| Task to complete |
Please identify and copy out each line of the listing that contains the word "white".

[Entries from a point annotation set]
******
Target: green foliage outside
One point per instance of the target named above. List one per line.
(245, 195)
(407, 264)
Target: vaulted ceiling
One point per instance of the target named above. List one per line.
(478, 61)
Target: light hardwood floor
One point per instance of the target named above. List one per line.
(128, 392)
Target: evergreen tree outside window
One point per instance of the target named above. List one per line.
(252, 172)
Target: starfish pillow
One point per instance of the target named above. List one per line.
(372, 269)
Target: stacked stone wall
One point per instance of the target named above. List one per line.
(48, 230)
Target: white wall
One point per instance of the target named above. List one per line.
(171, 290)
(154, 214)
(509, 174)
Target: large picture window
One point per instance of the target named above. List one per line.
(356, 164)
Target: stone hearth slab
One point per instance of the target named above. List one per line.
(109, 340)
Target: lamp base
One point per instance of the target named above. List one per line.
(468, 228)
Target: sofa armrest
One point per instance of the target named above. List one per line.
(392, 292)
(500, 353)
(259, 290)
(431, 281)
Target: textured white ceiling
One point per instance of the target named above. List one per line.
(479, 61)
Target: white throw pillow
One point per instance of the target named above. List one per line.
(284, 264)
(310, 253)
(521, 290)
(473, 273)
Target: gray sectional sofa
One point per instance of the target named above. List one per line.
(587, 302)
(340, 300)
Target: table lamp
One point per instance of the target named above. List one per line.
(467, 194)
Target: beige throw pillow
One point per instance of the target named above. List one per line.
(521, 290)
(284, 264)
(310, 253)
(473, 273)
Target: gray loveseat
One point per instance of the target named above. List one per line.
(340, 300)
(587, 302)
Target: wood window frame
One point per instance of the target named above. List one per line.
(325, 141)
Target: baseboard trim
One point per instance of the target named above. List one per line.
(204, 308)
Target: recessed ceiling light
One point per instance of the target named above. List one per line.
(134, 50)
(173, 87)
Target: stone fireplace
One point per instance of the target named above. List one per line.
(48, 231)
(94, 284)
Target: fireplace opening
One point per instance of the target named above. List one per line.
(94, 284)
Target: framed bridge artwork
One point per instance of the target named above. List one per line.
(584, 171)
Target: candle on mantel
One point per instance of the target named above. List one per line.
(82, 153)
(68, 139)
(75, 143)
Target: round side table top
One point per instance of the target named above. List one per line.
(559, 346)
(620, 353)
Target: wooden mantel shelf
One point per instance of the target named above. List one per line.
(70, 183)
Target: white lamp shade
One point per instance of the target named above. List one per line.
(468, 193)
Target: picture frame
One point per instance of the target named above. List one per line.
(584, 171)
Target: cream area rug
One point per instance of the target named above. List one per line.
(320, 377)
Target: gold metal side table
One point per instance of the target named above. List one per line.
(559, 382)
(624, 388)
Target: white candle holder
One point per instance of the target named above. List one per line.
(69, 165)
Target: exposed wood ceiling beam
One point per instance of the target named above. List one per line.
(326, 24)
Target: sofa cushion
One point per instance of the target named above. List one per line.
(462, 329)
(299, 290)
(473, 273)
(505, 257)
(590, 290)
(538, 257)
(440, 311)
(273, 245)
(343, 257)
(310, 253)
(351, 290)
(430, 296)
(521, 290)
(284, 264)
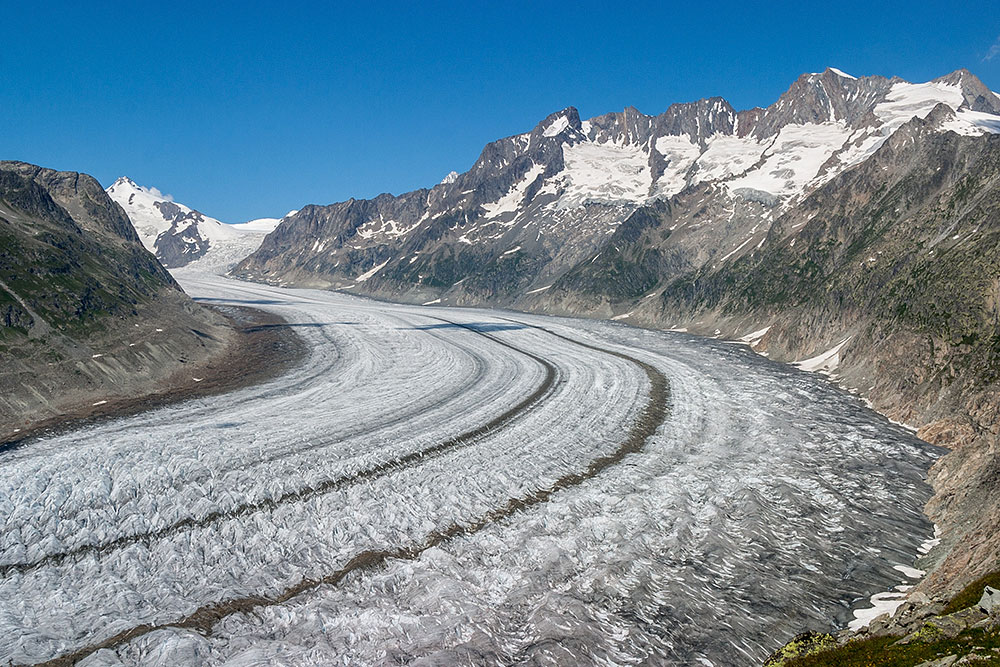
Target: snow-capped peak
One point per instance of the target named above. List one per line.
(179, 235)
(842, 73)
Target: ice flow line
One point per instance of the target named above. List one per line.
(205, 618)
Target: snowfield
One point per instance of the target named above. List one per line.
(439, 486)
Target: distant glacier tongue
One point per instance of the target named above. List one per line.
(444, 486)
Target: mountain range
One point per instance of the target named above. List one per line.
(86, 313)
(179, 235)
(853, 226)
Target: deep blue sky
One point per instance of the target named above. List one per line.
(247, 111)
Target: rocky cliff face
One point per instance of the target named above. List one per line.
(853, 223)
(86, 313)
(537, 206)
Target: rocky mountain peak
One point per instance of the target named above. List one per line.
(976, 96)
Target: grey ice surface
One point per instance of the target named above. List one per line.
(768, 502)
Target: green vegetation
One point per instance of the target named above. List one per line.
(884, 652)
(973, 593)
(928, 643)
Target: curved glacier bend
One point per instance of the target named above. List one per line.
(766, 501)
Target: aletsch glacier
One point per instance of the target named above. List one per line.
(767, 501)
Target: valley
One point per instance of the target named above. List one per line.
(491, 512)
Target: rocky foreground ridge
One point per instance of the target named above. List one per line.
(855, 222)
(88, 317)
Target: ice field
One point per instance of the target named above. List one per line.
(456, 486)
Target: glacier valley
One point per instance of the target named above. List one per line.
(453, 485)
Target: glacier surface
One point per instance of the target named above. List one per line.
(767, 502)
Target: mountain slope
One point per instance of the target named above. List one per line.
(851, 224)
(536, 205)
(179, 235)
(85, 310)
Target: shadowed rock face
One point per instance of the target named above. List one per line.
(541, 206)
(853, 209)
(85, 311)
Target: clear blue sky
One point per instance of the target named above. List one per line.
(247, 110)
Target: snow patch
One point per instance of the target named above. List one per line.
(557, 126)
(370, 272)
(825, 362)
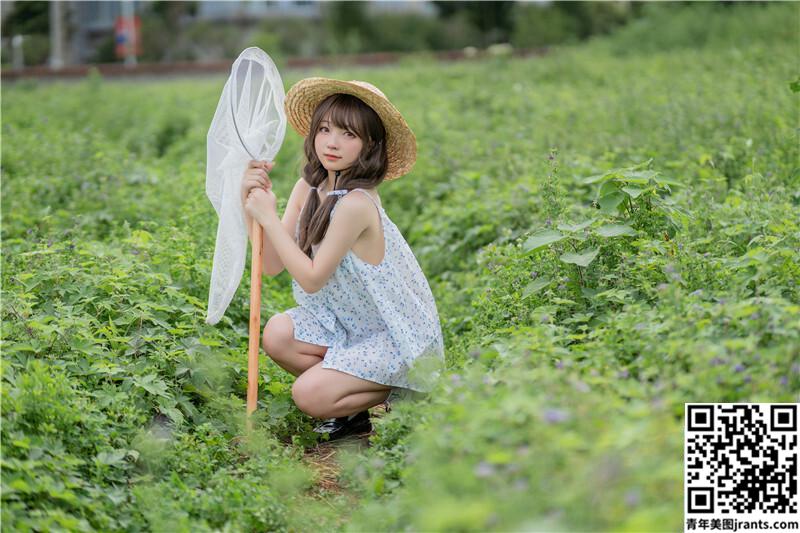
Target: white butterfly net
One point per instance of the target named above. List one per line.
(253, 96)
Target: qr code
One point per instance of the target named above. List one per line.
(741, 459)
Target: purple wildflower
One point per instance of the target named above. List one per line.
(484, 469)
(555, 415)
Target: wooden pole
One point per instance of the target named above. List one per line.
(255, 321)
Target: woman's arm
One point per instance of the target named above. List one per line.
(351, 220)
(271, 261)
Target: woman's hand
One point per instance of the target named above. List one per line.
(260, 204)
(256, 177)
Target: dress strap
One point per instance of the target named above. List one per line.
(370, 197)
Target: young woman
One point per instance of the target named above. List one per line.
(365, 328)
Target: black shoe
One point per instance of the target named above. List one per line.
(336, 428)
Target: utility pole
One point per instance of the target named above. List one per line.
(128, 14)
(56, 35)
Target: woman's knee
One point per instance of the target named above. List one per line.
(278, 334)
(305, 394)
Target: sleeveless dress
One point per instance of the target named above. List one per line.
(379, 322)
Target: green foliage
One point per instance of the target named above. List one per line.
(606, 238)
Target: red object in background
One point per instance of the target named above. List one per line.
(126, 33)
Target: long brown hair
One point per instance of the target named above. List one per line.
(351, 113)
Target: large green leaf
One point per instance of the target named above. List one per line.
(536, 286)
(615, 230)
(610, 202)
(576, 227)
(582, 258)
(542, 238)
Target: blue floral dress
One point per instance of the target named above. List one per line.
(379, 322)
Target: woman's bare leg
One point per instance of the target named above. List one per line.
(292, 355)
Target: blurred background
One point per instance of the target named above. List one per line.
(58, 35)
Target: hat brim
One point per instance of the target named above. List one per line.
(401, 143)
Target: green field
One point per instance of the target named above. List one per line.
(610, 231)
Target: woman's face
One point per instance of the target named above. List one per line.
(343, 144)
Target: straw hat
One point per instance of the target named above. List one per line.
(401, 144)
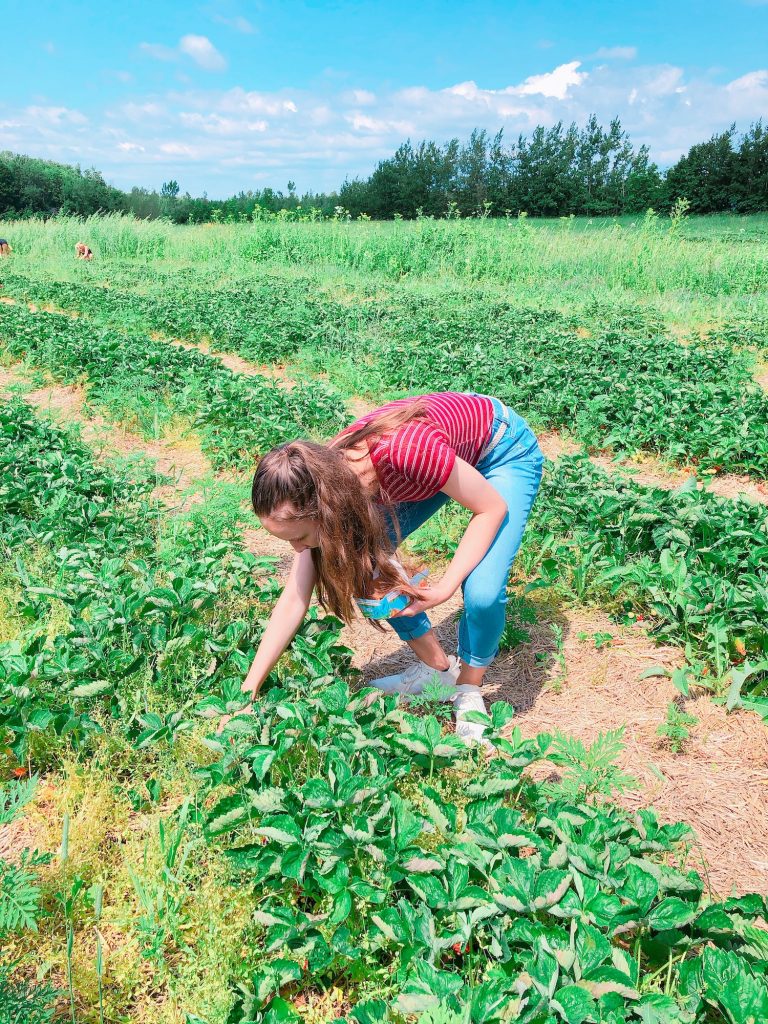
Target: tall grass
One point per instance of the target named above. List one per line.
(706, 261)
******
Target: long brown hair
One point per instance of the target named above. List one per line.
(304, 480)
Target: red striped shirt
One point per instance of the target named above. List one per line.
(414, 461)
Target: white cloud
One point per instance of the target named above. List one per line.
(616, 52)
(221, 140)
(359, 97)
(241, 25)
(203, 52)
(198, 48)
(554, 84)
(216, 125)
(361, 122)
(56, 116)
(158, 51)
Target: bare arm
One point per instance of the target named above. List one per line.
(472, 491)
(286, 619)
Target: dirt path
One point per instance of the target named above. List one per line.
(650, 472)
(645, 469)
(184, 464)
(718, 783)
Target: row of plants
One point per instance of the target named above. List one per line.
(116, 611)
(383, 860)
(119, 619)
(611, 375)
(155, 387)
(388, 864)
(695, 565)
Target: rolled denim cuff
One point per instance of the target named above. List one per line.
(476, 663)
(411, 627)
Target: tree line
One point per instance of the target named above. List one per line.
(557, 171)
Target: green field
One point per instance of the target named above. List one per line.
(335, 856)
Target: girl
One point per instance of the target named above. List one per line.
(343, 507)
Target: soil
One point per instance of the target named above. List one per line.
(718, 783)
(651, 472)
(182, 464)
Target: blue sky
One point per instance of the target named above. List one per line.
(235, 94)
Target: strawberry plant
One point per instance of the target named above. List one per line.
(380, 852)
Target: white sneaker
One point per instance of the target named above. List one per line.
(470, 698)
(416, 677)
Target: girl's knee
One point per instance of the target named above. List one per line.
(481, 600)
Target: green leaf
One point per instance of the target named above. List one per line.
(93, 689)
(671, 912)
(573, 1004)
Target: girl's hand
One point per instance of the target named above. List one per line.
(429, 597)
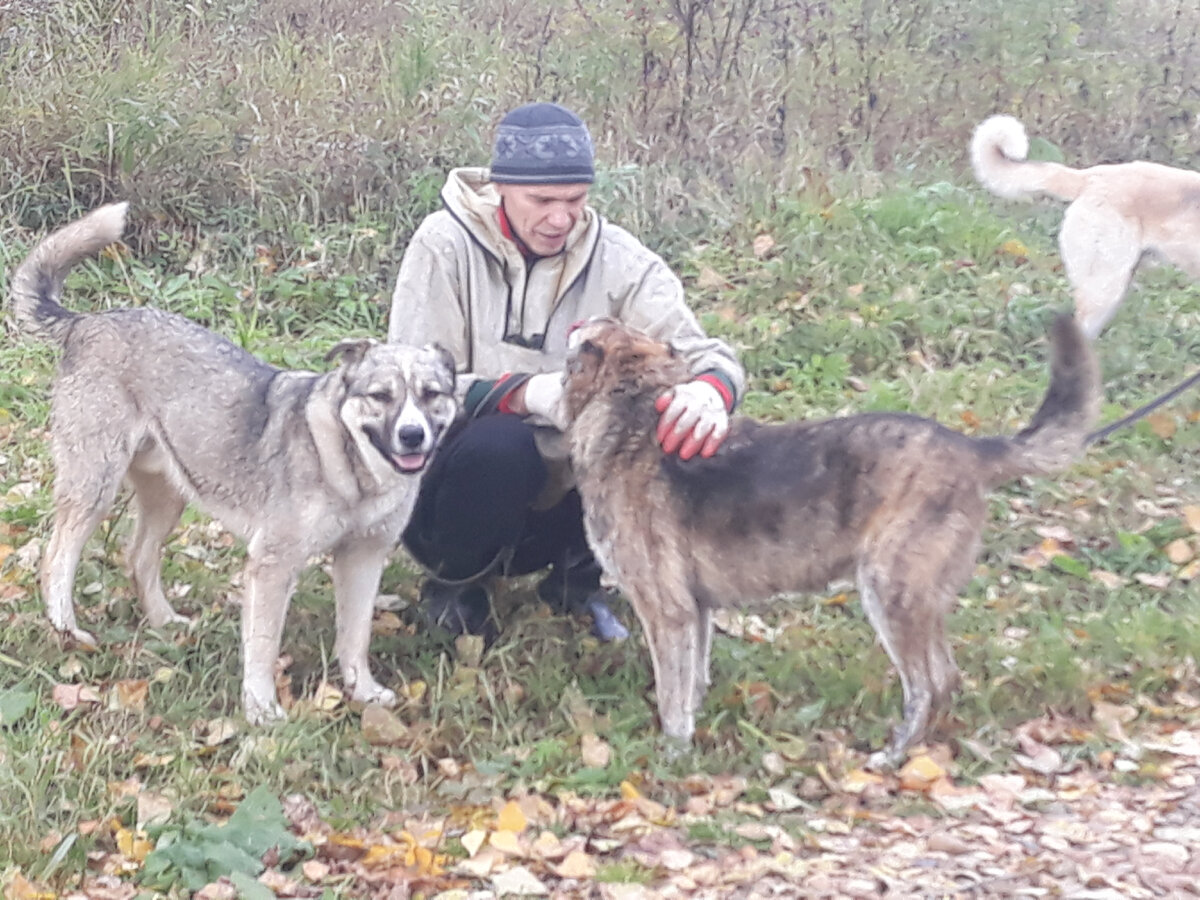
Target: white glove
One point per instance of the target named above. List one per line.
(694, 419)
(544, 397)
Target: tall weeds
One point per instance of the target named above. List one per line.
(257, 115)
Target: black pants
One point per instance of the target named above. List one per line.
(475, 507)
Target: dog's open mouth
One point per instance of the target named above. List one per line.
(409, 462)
******
| Worked solution |
Target: white wall
Target: textured white ceiling
Target: white throw pillow
Target: white lamp shade
Target: white candle holder
Target: white butterfly net
Target: white cloud
Target: white sneaker
Target: white glove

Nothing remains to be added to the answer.